> **EXERCISE INPUT**:

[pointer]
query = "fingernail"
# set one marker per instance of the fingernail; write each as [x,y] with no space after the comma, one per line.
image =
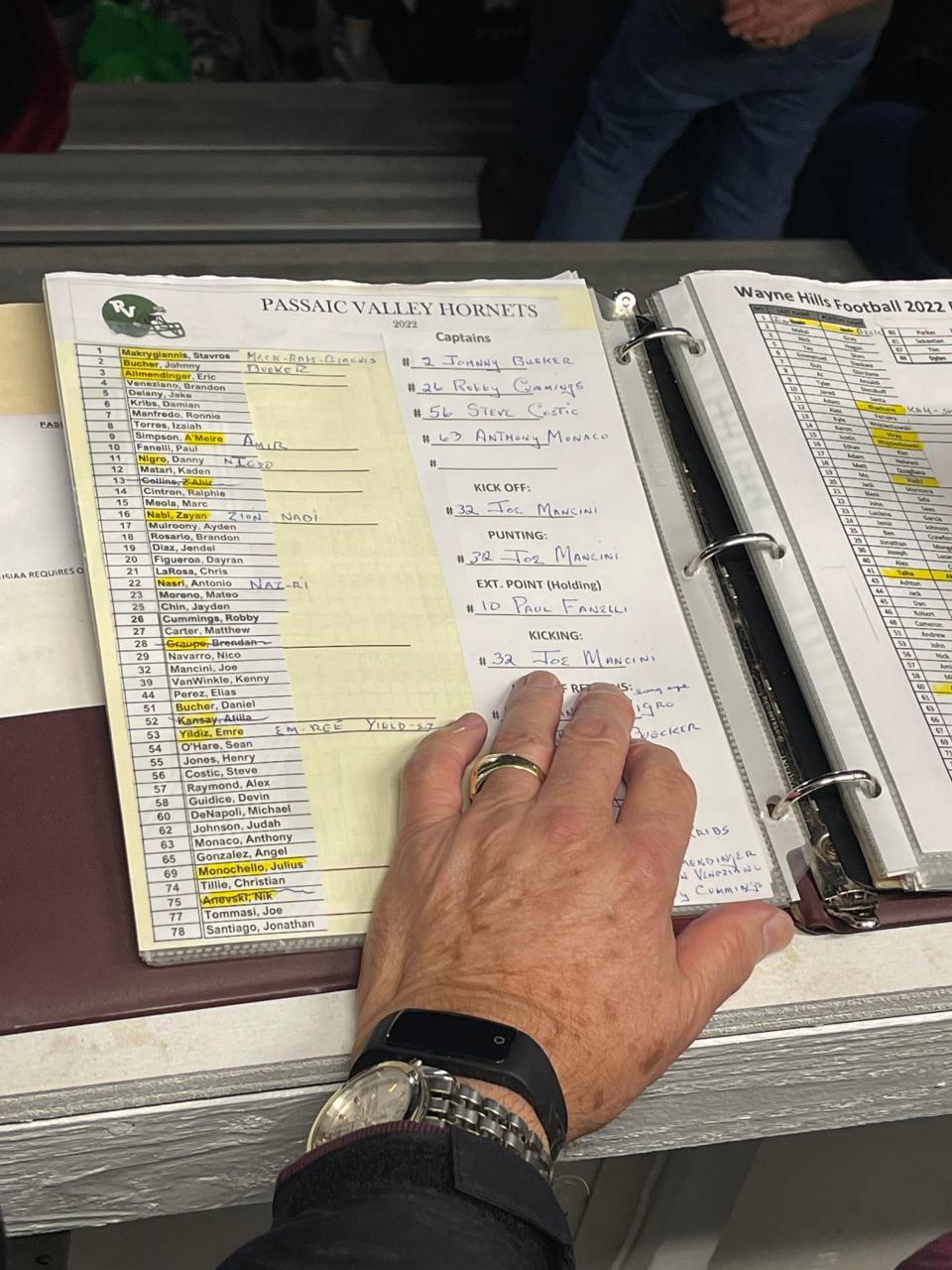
[542,680]
[777,933]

> **WHAT TO DO**: Using the listing above, say how many of its lines contain "fingernail", and give no other words.

> **ANSWER TO THE EXERCISE**: 2